• _Supplied information_
================

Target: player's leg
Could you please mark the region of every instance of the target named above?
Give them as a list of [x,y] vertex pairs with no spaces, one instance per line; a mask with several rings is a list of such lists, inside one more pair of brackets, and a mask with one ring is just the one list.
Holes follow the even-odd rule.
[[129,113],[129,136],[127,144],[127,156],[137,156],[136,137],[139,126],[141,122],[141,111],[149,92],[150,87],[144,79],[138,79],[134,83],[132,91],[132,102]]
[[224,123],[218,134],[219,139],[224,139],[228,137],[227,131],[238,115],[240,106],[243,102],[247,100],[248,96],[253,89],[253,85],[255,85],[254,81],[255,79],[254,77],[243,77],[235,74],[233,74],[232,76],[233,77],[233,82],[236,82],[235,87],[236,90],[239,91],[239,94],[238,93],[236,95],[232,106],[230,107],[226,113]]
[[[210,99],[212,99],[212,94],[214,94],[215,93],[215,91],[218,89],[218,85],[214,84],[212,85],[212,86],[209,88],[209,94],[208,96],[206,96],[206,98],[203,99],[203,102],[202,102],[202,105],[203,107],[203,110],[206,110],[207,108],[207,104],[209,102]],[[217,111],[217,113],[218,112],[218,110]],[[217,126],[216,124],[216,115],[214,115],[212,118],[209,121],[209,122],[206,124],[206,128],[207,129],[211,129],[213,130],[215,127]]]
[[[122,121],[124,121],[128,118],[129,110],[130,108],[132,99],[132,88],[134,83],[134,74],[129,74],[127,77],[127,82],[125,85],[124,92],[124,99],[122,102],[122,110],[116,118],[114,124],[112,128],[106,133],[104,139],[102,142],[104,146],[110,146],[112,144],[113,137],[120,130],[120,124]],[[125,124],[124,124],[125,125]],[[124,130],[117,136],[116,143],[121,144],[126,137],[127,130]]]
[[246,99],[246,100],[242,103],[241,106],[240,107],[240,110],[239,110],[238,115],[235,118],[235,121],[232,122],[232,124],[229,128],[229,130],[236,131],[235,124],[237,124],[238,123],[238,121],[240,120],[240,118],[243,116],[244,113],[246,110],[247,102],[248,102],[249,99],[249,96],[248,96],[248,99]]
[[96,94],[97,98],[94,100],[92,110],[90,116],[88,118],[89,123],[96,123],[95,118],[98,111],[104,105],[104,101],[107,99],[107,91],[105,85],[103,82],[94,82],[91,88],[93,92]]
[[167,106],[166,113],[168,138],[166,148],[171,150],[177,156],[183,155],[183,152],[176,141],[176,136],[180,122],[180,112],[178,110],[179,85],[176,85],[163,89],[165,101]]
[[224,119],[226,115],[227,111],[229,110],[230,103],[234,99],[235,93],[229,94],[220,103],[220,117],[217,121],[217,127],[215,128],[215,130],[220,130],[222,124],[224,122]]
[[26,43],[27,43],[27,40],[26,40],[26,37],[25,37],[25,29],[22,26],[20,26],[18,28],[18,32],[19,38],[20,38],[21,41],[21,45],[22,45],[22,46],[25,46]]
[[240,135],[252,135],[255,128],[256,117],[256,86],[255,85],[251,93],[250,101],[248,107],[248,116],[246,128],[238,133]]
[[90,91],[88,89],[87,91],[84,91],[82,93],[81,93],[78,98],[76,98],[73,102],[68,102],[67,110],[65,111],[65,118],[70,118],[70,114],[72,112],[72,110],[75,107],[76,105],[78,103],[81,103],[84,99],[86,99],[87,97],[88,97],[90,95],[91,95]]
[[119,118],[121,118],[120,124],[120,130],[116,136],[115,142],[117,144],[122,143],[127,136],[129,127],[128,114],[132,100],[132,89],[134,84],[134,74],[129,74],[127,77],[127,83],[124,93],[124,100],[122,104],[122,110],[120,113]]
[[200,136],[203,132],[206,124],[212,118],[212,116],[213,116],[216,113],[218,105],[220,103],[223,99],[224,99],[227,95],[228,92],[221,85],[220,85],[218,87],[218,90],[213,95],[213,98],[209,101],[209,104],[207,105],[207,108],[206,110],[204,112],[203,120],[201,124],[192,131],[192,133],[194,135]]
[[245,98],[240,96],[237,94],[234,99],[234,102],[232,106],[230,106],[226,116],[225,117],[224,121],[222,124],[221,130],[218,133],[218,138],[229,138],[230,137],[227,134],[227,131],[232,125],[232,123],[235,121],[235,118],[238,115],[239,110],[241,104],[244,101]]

================

• _What needs to be done_
Can you edit the records above so that each "instance" becomes "occurrence", keeping every other character the same?

• _Solution for this exercise_
Target: player's leg
Could you please mark the region of every occurrence of the target named above?
Give them as a list of [x,y] vertex pairs with no spaces, one occurrence per line; a mask with several rings is a list of such lists, inside one more pair of brackets, and a mask with one ring is just the one list.
Holes follow the even-odd rule.
[[129,113],[129,136],[127,144],[127,156],[137,156],[136,137],[139,126],[141,122],[141,111],[149,92],[150,87],[144,79],[138,79],[134,83],[132,91],[132,102]]
[[224,123],[218,134],[219,139],[224,139],[228,137],[227,131],[238,115],[240,106],[243,102],[247,100],[248,96],[253,89],[253,85],[255,85],[254,81],[255,79],[254,77],[243,77],[235,74],[233,74],[232,76],[233,77],[233,82],[236,82],[235,87],[236,90],[239,91],[239,94],[238,93],[236,95],[232,106],[230,107],[226,113]]
[[[210,99],[212,99],[212,94],[214,94],[215,93],[215,91],[218,89],[218,85],[214,84],[212,85],[212,86],[209,88],[209,94],[208,96],[206,96],[206,98],[203,99],[203,102],[202,102],[202,105],[203,107],[203,110],[206,110],[207,108],[207,104],[209,102]],[[217,111],[217,113],[218,112],[218,110]],[[217,126],[216,124],[216,115],[214,115],[212,118],[209,121],[209,122],[206,124],[206,128],[207,129],[211,129],[213,130],[215,127]]]
[[[122,121],[124,121],[128,118],[129,110],[130,108],[132,99],[132,88],[134,83],[134,74],[129,74],[127,77],[127,82],[125,85],[124,92],[124,99],[122,102],[122,110],[116,118],[114,124],[112,128],[106,133],[104,139],[102,142],[104,146],[110,146],[112,144],[113,137],[120,130],[120,124]],[[125,124],[124,124],[125,125]],[[124,130],[117,136],[116,143],[121,144],[126,137],[127,130]]]
[[246,99],[246,100],[242,103],[241,106],[240,107],[240,110],[239,110],[238,115],[235,118],[235,121],[232,122],[232,124],[229,128],[229,130],[236,131],[235,124],[237,124],[238,123],[238,121],[240,120],[240,118],[243,116],[244,113],[246,110],[247,102],[248,102],[249,99],[249,96],[248,96],[248,99]]
[[96,94],[97,98],[94,100],[92,110],[90,116],[88,118],[89,123],[96,123],[95,118],[98,111],[104,105],[104,101],[107,99],[107,91],[105,85],[103,82],[94,82],[91,88],[93,92]]
[[167,106],[166,113],[168,138],[166,148],[171,150],[177,156],[183,155],[183,152],[176,141],[176,136],[180,122],[180,112],[178,110],[179,85],[176,85],[163,89],[165,101]]
[[224,119],[226,115],[227,111],[229,110],[230,103],[234,99],[235,93],[229,94],[220,103],[220,117],[217,121],[217,127],[215,128],[215,130],[220,130],[222,124],[224,122]]
[[26,43],[27,43],[27,40],[26,40],[26,37],[25,37],[25,29],[22,26],[20,26],[18,28],[18,32],[19,38],[20,38],[21,41],[21,45],[22,45],[22,46],[25,46]]
[[240,135],[252,135],[255,128],[256,117],[256,86],[255,85],[251,93],[250,101],[248,107],[248,116],[246,128],[238,133]]
[[90,91],[88,89],[87,91],[84,91],[82,93],[81,93],[78,98],[76,98],[73,102],[68,102],[67,110],[65,111],[65,118],[70,118],[70,114],[72,112],[72,110],[75,107],[76,105],[78,103],[81,103],[84,99],[86,99],[87,97],[88,97],[90,95],[91,95]]
[[119,118],[121,118],[120,124],[120,130],[116,136],[115,142],[117,144],[122,143],[127,136],[129,127],[128,114],[132,100],[132,89],[134,84],[134,74],[129,74],[127,77],[127,83],[124,93],[124,100],[122,104],[122,110],[120,113]]
[[200,136],[203,132],[206,124],[212,118],[212,116],[213,116],[216,113],[218,105],[220,103],[223,99],[224,99],[227,95],[228,92],[221,85],[220,85],[218,87],[218,90],[213,95],[213,98],[209,101],[209,104],[207,105],[207,108],[206,110],[204,112],[203,120],[201,124],[192,131],[192,133],[194,135]]
[[245,98],[240,96],[237,94],[234,99],[234,102],[232,106],[230,106],[226,116],[225,117],[224,121],[222,124],[221,130],[218,133],[218,138],[229,138],[230,137],[227,134],[227,131],[232,125],[232,123],[235,121],[235,118],[238,115],[239,110],[241,104],[244,101]]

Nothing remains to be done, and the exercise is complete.